GIVEN REQUEST:
Transcribe the data below word for word, reproducing every line with no changes.

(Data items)
---+---

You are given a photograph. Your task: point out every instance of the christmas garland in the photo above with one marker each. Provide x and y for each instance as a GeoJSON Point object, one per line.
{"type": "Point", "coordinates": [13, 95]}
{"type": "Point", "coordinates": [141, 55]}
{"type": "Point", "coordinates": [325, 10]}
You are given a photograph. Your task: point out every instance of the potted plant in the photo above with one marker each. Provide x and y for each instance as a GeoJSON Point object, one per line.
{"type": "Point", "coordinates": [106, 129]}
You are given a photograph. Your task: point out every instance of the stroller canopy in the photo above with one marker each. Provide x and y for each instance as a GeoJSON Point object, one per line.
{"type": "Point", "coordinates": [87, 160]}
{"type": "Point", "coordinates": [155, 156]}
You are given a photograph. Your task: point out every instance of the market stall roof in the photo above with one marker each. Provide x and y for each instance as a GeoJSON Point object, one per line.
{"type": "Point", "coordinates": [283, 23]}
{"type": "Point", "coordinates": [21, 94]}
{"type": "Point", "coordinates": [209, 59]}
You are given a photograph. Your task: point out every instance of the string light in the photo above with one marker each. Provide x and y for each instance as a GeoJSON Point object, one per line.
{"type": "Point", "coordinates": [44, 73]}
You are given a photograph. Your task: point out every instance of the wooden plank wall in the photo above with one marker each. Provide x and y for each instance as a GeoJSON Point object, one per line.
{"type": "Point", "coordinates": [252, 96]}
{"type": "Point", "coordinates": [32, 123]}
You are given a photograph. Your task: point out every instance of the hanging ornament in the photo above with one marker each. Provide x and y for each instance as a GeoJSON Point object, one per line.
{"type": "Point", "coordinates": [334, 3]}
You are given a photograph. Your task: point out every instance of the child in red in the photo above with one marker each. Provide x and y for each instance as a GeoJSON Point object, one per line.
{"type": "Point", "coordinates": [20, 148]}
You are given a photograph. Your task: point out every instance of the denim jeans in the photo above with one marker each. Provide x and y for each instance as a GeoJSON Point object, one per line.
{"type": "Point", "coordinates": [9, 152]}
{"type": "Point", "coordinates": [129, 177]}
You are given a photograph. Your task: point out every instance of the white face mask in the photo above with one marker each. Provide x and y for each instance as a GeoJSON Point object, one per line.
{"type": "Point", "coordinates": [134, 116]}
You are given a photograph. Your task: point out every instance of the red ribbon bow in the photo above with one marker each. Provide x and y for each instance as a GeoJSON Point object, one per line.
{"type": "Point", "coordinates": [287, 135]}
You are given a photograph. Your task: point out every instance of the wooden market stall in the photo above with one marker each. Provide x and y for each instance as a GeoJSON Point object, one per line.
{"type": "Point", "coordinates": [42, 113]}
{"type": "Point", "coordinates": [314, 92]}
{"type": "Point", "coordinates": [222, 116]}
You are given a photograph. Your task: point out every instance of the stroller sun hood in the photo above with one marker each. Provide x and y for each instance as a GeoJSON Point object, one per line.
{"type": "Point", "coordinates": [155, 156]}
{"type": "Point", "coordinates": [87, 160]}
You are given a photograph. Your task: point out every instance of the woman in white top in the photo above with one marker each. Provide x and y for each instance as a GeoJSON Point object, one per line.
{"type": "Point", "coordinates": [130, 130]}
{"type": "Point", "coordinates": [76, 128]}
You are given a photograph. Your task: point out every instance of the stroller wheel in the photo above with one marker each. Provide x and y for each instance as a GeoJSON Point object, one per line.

---+---

ANSWER TO THIS PROBLEM:
You are given a photograph. Your task: point out every instance of the christmas garland in the photo above with one marker each. Provide x and y for each instance as a GeoJSON Point object, one per line.
{"type": "Point", "coordinates": [13, 95]}
{"type": "Point", "coordinates": [141, 55]}
{"type": "Point", "coordinates": [325, 10]}
You are given a photograph. Your task: point out every instance of the potted plant in the photo above with one marker each. Provide x and y for each instance as a GeoJSON Point object, one per line.
{"type": "Point", "coordinates": [106, 129]}
You are given a photograph. Your task: point out every instance of the stroller canopy in the photo above with one marker each. Provide x and y for each instance as a GeoJSON Point object, one per line.
{"type": "Point", "coordinates": [87, 160]}
{"type": "Point", "coordinates": [155, 156]}
You are given a photograph. Your task: point out every instance of the market stall roof in the photo above with one marker each. Provide x and y for each instance as a GeoJSON Point object, one per line.
{"type": "Point", "coordinates": [283, 23]}
{"type": "Point", "coordinates": [21, 94]}
{"type": "Point", "coordinates": [209, 59]}
You are given a photograph. Your task: point out every instance of the string light in the photo above with one marker each. Provide x and y for each instance as a GeoJSON Point object, one per line.
{"type": "Point", "coordinates": [44, 73]}
You are given a photograph. Your task: point out every instance of the wooden plank wall in the photo above with one marker each. Provide x and y for each instance as a GeoJSON Point object, one per line.
{"type": "Point", "coordinates": [252, 96]}
{"type": "Point", "coordinates": [32, 123]}
You are given a photograph. Your task: point out every instance of the hanging ornament in the photo above with one marker each. Provide x and y for each instance as a GeoJSON Point object, one per line.
{"type": "Point", "coordinates": [334, 3]}
You are given a photograph. Your task: point out every instance of the child in red in the photo above with one marker each. Provide x and y for each instance as a GeoJSON Point object, one per line.
{"type": "Point", "coordinates": [20, 148]}
You are given a photograph. Your task: point out every instance of the denim jeans in the photo above with one marker each. Provide x and y for each instance as a GeoJSON Point object, one per line.
{"type": "Point", "coordinates": [9, 152]}
{"type": "Point", "coordinates": [129, 177]}
You are given a photograph. Your task: point out every instance of the white face mask in the photo above with one marker each. Provide x and y for each instance as a GeoJSON Point object, one per line.
{"type": "Point", "coordinates": [134, 116]}
You are given a photograph. Your task: point out every instance of the red ribbon bow in the photo above with one marker each. Provide x and y for each instance as a GeoJSON Point object, one per line.
{"type": "Point", "coordinates": [287, 135]}
You are given a photograph. Your task: point out every instance of the wooden market stall in the photo above with one marker each. Provide x and y for each instance as a GeoJSON Point object, one per line.
{"type": "Point", "coordinates": [42, 113]}
{"type": "Point", "coordinates": [314, 92]}
{"type": "Point", "coordinates": [222, 116]}
You are given a photograph. Your task: point out every instance of the stroller sun hood in the photo above with one marker each. Provide x and y for each instance as a GeoJSON Point object, one per line.
{"type": "Point", "coordinates": [155, 156]}
{"type": "Point", "coordinates": [87, 160]}
You are given a photograph. Your task: point out every instance of the woman in white top in the photo above with one marker each. Provide x and y for each instance as a GeoJSON Point object, one per line.
{"type": "Point", "coordinates": [130, 130]}
{"type": "Point", "coordinates": [76, 128]}
You are given a photograph. Your task: point out every instance of the stroller wheel in the photo above with one marker each. Provide x and y for each instance as a GeoJSON Point object, one per line.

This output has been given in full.